START EXCERPT TO READ

Things seem to be evolving on a global regulatory front as well, with more tech-savvy countries such as Japan, Russia, Singapore and China working closely with the International Medical Device Regulators Forum to harmonize their regulatory approaches for digital health medical devices. The FDA seems to like what it has seen and is now following suit.
We can expect to see many more examples of AI’s entry into healthcare, but questions remain about who owns the patient data that fuels healthcare AI, and who has access to it, as well as how to overcome interoperability issues. There’s also the challenge of tapping a variety of data sources for real-world evidence that can be used to improve patient outcomes.
There’s no question that AI is powering changes to healthcare delivery, so pharma companies should continue to monitor the signposts. They’d also be well served by developing an evidence-gathering strategy now, and beginning to explore partnerships and collaborations that maximize their access to data-generating companies. The road ahead might be hard to see, but you won’t get where you need to go by standing still.

END EXCERPT TO READ

### PROBLEM DESCRIPTION
In the excerpt on AI in healthcare, which countries work closely with the International Medical Device Regulators Forum?

START PROVIDED INFORMATION

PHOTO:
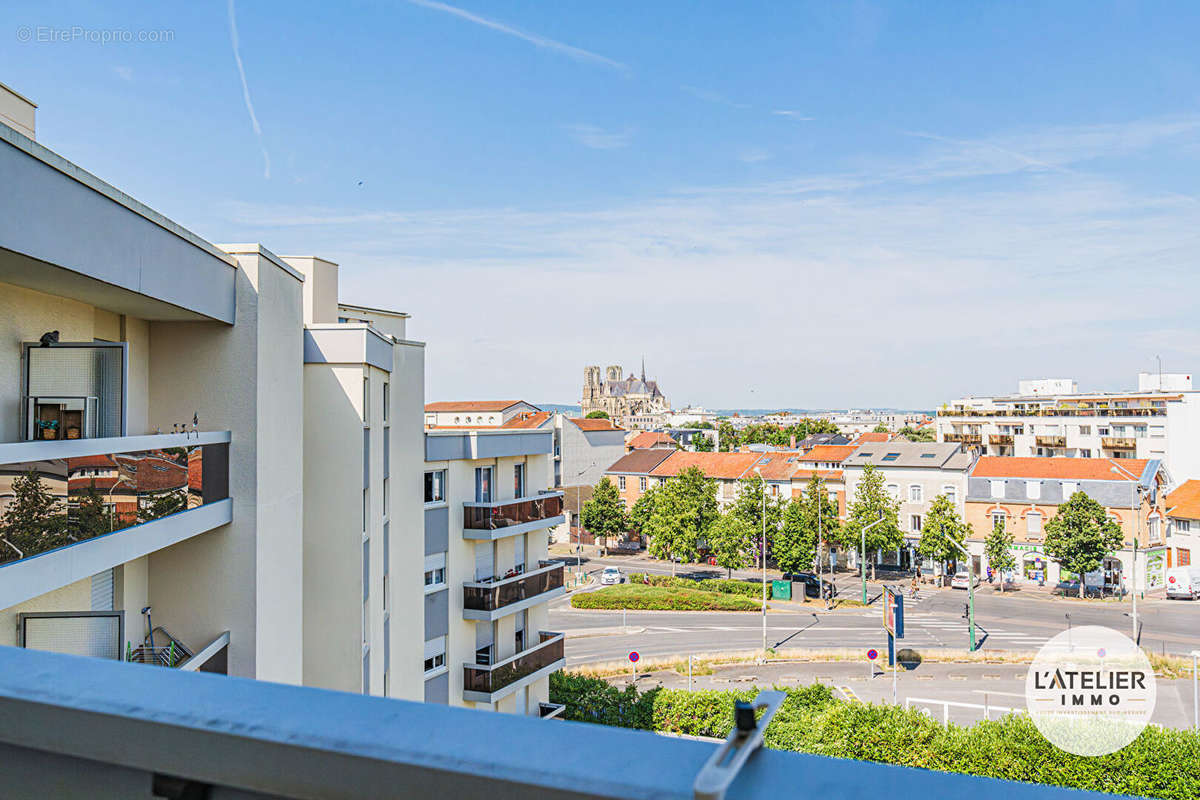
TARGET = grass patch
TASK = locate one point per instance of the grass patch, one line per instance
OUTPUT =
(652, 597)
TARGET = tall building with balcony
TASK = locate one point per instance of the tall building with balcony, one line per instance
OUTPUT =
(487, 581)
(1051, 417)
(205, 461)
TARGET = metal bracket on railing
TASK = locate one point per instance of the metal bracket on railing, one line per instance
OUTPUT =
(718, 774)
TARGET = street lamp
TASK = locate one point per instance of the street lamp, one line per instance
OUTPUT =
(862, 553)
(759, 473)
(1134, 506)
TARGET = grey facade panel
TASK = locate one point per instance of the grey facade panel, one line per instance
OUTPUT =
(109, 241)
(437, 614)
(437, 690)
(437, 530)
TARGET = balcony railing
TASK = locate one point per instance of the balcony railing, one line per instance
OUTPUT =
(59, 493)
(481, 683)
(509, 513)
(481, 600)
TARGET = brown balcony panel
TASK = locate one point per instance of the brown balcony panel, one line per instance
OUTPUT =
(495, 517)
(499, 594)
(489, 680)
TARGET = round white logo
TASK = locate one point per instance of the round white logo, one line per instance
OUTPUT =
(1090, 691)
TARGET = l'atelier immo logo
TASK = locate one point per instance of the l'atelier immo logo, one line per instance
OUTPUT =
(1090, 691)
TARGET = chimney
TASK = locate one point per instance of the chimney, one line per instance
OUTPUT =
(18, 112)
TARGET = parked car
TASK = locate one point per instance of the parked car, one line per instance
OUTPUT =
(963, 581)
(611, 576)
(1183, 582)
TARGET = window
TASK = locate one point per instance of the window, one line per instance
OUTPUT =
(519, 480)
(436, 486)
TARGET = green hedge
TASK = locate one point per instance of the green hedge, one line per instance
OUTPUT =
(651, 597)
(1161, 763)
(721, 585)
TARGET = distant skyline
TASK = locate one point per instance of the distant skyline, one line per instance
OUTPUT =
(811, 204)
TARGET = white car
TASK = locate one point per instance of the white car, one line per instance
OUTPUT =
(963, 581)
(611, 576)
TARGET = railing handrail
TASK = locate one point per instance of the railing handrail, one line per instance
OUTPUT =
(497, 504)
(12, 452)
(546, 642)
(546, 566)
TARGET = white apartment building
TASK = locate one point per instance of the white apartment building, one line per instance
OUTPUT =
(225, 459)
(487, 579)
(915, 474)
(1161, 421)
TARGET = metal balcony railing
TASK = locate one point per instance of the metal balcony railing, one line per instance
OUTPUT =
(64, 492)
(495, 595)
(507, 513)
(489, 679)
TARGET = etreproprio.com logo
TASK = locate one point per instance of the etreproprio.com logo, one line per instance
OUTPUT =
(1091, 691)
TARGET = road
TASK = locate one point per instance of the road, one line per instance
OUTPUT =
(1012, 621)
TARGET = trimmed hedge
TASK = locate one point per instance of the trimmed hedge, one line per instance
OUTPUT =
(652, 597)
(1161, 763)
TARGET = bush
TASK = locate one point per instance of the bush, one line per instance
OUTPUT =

END PROVIDED INFORMATION

### ANSWER TO THE PROBLEM
Japan, Russia, Singapore and China.